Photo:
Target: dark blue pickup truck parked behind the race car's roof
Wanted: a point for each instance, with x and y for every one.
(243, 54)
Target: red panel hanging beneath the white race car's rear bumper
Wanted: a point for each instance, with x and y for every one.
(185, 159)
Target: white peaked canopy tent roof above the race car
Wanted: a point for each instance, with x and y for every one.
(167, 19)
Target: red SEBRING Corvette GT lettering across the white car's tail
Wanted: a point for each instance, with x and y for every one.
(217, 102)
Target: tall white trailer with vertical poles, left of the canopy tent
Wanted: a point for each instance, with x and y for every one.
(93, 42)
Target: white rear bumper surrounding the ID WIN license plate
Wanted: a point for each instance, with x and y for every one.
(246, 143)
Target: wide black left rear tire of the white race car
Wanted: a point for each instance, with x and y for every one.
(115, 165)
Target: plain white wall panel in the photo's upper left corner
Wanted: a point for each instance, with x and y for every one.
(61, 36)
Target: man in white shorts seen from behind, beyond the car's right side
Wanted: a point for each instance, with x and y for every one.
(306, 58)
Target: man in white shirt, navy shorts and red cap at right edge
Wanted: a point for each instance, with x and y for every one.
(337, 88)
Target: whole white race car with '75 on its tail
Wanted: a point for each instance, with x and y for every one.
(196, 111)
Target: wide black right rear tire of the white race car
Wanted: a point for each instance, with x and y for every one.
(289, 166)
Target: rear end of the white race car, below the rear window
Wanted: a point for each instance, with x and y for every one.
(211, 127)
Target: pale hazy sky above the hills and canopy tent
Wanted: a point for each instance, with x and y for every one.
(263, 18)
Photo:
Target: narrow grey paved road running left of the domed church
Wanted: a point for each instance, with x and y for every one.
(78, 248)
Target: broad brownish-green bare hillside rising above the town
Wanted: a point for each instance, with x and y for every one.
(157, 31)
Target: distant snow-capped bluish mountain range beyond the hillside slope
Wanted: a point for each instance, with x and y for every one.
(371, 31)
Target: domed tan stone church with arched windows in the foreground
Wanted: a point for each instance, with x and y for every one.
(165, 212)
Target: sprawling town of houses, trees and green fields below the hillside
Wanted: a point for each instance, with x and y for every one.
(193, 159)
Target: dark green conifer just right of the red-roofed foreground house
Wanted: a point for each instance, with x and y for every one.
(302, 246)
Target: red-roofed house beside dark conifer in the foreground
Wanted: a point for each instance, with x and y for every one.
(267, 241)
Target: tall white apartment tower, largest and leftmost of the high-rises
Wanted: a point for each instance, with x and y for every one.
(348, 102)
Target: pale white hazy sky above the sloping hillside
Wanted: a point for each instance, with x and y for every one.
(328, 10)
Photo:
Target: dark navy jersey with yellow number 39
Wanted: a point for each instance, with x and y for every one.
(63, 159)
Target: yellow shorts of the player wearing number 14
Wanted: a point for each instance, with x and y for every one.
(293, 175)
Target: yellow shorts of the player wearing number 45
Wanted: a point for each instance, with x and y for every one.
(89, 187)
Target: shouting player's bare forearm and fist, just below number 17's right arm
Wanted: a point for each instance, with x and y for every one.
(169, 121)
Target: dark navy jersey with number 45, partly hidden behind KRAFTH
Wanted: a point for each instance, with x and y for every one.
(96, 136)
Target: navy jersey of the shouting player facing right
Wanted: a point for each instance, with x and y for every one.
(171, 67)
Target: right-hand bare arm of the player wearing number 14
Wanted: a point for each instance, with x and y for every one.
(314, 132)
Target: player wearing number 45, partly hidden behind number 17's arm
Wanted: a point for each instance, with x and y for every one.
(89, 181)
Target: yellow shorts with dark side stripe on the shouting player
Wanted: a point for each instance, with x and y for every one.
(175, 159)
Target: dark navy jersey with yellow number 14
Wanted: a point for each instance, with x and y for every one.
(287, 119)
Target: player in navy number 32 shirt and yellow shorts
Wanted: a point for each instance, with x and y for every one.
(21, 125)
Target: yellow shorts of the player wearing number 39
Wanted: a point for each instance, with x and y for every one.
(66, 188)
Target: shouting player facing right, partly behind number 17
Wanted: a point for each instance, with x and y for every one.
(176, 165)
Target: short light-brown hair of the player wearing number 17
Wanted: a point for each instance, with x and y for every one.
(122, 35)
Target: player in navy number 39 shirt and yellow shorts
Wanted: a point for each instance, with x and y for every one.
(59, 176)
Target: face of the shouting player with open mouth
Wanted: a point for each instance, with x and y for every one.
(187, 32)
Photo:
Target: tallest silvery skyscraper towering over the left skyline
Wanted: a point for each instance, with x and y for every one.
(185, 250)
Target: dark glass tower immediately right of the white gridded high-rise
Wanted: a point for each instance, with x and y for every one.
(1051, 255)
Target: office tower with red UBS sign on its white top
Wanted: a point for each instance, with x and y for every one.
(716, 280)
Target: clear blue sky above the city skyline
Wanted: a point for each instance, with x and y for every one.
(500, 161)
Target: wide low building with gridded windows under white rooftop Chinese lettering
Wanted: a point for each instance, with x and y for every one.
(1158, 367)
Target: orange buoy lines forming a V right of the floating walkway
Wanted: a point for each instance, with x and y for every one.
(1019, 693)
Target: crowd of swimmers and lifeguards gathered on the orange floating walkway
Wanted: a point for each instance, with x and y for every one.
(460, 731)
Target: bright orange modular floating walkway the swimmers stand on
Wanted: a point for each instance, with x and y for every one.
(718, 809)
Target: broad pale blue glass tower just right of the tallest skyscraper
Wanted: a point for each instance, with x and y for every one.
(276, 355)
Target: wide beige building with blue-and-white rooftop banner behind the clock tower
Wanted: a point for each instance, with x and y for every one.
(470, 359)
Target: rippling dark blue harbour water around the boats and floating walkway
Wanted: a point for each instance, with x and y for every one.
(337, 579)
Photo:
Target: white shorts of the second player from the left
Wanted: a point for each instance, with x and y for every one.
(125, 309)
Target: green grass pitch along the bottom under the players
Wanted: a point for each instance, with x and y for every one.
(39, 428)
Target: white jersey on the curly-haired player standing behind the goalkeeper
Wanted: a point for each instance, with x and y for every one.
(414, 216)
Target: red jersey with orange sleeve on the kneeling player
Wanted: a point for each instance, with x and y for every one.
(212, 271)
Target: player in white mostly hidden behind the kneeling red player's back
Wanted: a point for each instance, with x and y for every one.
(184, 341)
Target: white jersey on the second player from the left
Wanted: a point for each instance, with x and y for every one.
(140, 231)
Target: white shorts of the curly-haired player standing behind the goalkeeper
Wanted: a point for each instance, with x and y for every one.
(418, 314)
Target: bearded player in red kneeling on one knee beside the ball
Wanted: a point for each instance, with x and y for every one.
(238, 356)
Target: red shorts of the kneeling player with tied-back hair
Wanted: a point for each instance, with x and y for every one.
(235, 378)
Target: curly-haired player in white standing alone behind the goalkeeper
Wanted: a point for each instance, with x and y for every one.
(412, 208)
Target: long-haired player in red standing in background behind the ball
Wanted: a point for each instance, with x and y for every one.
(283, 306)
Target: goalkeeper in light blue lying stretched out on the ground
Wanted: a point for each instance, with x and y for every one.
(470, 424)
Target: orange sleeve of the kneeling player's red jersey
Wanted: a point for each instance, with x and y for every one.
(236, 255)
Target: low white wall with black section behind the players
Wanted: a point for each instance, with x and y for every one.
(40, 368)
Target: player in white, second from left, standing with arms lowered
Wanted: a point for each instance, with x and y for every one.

*-*-*

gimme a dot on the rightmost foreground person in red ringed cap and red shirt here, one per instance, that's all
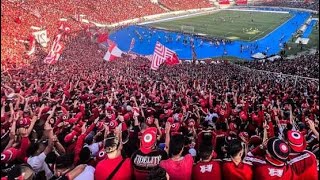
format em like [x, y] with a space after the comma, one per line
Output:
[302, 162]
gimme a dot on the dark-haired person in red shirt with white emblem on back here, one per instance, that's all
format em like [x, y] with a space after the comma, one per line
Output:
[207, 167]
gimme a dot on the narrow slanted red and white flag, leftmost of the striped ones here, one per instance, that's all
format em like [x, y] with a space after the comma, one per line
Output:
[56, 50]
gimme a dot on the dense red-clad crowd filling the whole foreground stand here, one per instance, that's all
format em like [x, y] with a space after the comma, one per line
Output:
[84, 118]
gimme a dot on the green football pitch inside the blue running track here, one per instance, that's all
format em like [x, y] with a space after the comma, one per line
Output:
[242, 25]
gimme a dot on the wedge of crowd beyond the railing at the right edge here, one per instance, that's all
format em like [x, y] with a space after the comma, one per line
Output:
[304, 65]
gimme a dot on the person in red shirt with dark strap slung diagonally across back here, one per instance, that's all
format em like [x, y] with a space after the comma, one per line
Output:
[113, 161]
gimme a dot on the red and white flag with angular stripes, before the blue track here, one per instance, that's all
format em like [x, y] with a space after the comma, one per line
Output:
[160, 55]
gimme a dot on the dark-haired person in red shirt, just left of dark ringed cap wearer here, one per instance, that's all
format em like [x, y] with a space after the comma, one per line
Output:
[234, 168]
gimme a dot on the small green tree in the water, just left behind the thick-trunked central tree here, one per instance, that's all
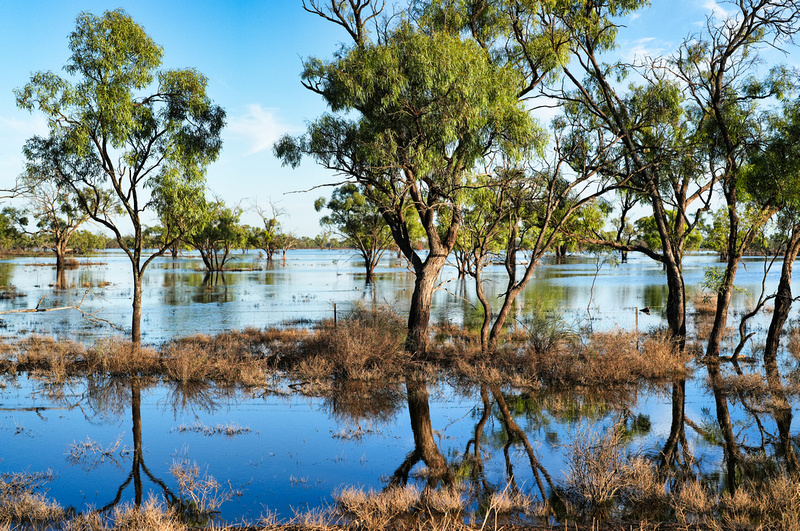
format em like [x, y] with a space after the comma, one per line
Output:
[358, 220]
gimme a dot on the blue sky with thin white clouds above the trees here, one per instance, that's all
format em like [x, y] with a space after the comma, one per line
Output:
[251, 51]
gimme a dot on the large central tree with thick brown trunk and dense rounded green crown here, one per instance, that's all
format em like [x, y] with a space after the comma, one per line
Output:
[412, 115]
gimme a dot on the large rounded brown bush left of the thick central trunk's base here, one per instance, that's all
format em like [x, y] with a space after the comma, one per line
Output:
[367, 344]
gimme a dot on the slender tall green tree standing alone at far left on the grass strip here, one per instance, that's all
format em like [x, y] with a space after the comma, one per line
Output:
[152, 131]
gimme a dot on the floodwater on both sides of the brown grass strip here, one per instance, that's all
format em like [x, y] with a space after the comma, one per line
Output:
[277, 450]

*-*-*

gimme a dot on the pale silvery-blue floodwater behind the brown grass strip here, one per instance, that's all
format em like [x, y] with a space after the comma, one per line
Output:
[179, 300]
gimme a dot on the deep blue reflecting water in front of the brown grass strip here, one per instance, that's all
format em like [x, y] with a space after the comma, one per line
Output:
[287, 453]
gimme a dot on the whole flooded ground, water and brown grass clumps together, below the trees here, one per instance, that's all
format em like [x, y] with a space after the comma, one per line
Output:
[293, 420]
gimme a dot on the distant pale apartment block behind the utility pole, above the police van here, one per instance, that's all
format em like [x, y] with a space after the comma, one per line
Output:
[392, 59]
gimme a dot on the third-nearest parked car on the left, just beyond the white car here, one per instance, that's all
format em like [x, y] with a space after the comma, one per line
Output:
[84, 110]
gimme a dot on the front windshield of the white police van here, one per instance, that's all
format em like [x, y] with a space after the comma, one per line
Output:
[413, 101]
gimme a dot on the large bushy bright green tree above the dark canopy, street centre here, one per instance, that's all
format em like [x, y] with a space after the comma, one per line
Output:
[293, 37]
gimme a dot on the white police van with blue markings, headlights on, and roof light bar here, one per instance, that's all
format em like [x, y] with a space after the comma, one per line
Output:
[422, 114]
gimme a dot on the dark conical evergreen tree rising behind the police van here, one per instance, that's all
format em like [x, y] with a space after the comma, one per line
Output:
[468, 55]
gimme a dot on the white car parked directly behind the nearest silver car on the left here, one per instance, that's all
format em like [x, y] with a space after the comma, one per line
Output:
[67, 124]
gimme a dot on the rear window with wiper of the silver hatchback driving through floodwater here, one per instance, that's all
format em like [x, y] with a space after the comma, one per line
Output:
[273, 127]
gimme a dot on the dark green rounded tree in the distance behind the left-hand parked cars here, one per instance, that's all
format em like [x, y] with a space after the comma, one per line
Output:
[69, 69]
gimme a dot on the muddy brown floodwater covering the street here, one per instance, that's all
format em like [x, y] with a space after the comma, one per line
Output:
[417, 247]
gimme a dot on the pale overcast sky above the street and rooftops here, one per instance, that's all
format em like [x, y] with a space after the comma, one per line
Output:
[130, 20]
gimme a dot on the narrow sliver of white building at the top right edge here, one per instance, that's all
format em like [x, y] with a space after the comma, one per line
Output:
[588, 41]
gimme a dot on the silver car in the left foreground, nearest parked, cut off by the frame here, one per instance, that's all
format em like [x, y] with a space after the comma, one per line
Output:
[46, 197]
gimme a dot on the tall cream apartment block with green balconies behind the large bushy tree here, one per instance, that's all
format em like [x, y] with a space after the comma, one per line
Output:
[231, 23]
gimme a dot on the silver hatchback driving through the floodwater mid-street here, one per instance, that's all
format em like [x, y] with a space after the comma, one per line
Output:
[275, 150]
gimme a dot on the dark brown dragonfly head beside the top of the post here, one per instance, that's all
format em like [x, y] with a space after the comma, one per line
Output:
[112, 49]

*-*-*

_Brief_
Could you repeat exactly the lines in the listing above from the one with "gimme a dot on the large central" down to the one with "gimme a dot on the slender"? Include both of those lines.

_Answer area_
gimme a dot on the large central tree with thick brown trunk and dense rounded green crown here, one per instance, that's all
format em like [x, y] with a space after the comma, one per line
Output:
[412, 115]
gimme a dot on the large rounded brown bush left of the thick central trunk's base here, one per instance, that's all
format em like [x, y] with a space after the comma, one per line
Output:
[367, 344]
gimme a dot on the slender tall green tree standing alone at far left on the grass strip here, one per instance, that's all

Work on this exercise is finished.